### TRECHO DO DOCUMENTO
☆ ☆ ☆

Parte indissociável da identidade de uma pátria, os símbolos nacionais têm servido a meros protocolos hipócritas, mesmo assim, só se tornando frequente com alguma medida de força.

Nas escolas, por exemplo, foi parte do nacionalismo na marra da Ditadura do Estado Novo, reforçado pela ditadura civil-militar de 1964. Que terminou em 1985, depois de 21 anos.

A escola, até fins da década de 1970, tinha o salutar hábito de cantar um dos principais hinos, em geral, antes das aulas; e, em 19 de novembro de 1973, aos treze anos, um mês e onze dias de vida, pasmem: eu estava professor. Um guri ensinando outros guris. No povoado Caroba, extremo sul do município de Areia Branca, que foi parte de Itabaiana, há dois séculos.

A falta crônica de professores, em geral levava comunidades inteiras a se valer de quem simplesmente sabia ler e escrever para servir como professor dos filhos. Crianças, como eu, inclusive.

☆ ☆ ☆

### PROBLEMA PROPOSTO
Digite de novo o texto inteiro sobre os símbolos nacionais e o hino nas escolas, sem mudar uma vírgula. O material não tem nenhuma relação com o texto acima.

### MATERIAL FORNECIDO
☆ ☆ ☆

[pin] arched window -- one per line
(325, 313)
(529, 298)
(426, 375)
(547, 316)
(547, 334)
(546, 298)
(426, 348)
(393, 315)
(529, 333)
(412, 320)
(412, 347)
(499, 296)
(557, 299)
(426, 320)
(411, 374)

☆ ☆ ☆

### RESPOSTA DESENVOLVIDA
Parte indissociável da identidade de uma pátria, os símbolos nacionais têm servido a meros protocolos hipócritas, mesmo assim, só se tornando frequente com alguma medida de força.

Nas escolas, por exemplo, foi parte do nacionalismo na marra da Ditadura do Estado Novo, reforçado pela ditadura civil-militar de 1964. Que terminou em 1985, depois de 21 anos.

A escola, até fins da década de 1970, tinha o salutar hábito de cantar um dos principais hinos, em geral, antes das aulas; e, em 19 de novembro de 1973, aos treze anos, um mês e onze dias de vida, pasmem: eu estava professor. Um guri ensinando outros guris. No povoado Caroba, extremo sul do município de Areia Branca, que foi parte de Itabaiana, há dois séculos.

A falta crônica de professores, em geral levava comunidades inteiras a se valer de quem simplesmente sabia ler e escrever para servir como professor dos filhos. Crianças, como eu, inclusive.